**Texte présenté**:
———
Union européenne : le triomphe de l’ambiguïté
Lundi 28 juillet 2014, par
On pourrait considérer l’élection du luxembourgeois Jean-Claude Junker à la présidence de la Commission européenne comme un évènement anodin, une large majorité d’États-membres y étant favorables.
En fait, la chose est plus compliquée, une nouvelle règle demandant que le Parlement européen avalise la proposition des gouvernements. Ce principe tend à imposer l’idée que les structures fédérales -en l’occurrence le « Parlement européen »- sont démocratiques, donc légitimes, alors même que les citoyens des États-membres ont massivement refusé de participer aux « élections européennes ». En fait, cette pseudo évolution démocratique, appuyée par de grands sons de trompe médiatiques, est un coup de force contre la souveraineté des peuples qui n’ont jamais été consultés sur le principe même de leur propre dilution dans un espace européen incohérent autant qu’ambigu. Peu importe aux dirigeants que les citoyens refusent majoritairement de légitimer ces coups de force ou même qu’ils votent contre. Le fameux « Parlement » européen, censé représenté un peuple européen qui n’existe que sur le papier, demandera qu’on n’en tienne pas compte comme il l’avait fait après le Non des français et des néerlandais au Traité Constitutionnel européen en 2005. (Voir http://www.pouruneconstituante.fr/spip.php?article863 )
———
**Travail demandé A**: Les affirmations suivantes concordent-elles avec le texte sur l'Union européenne ? (i) Une nouvelle règle demande que le Parlement européen avalise la proposition des gouvernements. (ii) Les citoyens des États-membres ont massivement participé aux élections européennes. (iii) Les Français et les Néerlandais ont dit Non au Traité Constitutionnel européen en 2005.
**Travail demandé B**: D'après le texte sur l'Union européenne, à la présidence de quelle institution Jean-Claude Junker a-t-il été élu ?
**Travail demandé C**: Recopiez mot pour mot le passage du texte sur l'Union européenne compris entre « Union européenne : le » et « y étant favorables. », ces mots inclus.
———
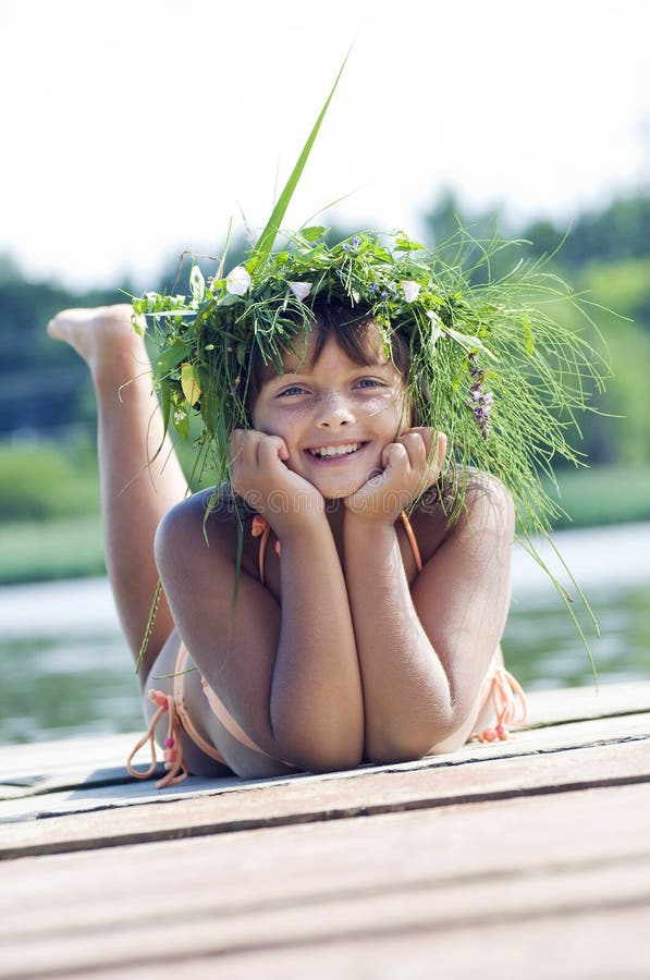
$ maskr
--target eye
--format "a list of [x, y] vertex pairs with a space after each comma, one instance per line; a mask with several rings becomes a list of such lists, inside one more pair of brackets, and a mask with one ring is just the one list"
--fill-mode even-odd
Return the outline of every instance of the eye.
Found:
[[357, 388], [385, 388], [383, 381], [380, 381], [379, 378], [360, 378], [357, 381]]
[[278, 397], [291, 397], [292, 395], [306, 394], [306, 392], [307, 390], [303, 388], [302, 384], [291, 384], [289, 388], [283, 388], [282, 391], [279, 391]]

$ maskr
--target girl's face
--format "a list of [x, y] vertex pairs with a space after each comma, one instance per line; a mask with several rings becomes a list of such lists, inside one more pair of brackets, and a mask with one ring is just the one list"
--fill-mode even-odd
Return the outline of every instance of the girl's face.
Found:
———
**Corrigé détaillé A**:
(i) Oui : « une nouvelle règle demandant que le Parlement européen avalise la proposition des gouvernements ».
(ii) Non : « les citoyens des États-membres ont massivement refusé de participer aux « élections européennes » ».
(iii) Oui : « après le Non des français et des néerlandais au Traité Constitutionnel européen en 2005 ».

**Corrigé détaillé B**: À la présidence de la Commission européenne.

**Corrigé détaillé C**:
Union européenne : le triomphe de l’ambiguïté
Lundi 28 juillet 2014, par
On pourrait considérer l’élection du luxembourgeois Jean-Claude Junker à la présidence de la Commission européenne comme un évènement anodin, une large majorité d’États-membres y étant favorables.